RECORDS FOR THIS EXERCISE
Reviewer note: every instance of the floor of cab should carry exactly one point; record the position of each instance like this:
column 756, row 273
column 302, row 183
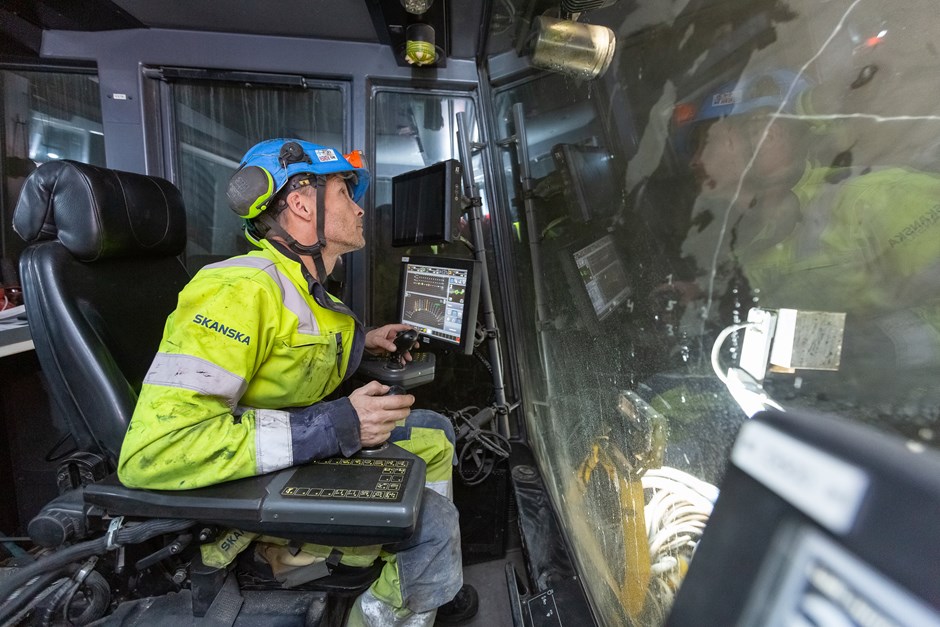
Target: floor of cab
column 489, row 579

REQUIREMENT
Reproduce the entries above verbatim, omitting the pictures.

PROBLEM SOLUTION
Reviewer note: every instance of the floor of cab should carry exactly one point; record the position of each instance like this:
column 756, row 273
column 302, row 183
Target: floor of cab
column 489, row 579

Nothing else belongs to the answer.